- WHAT THE TASK REQUIRES -
Render the records below as a numbered list, one line per item, with blank lines omitted.

-=-=-=-=-

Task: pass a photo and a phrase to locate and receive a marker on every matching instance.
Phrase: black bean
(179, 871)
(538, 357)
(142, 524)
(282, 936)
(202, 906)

-=-=-=-=-

- EXPECTED ANSWER -
1. Task: pass a photo and a phrase to locate and receive a marker on every matching instance.
2. Phrase: black bean
3. (179, 871)
4. (538, 357)
5. (142, 524)
6. (282, 936)
7. (202, 906)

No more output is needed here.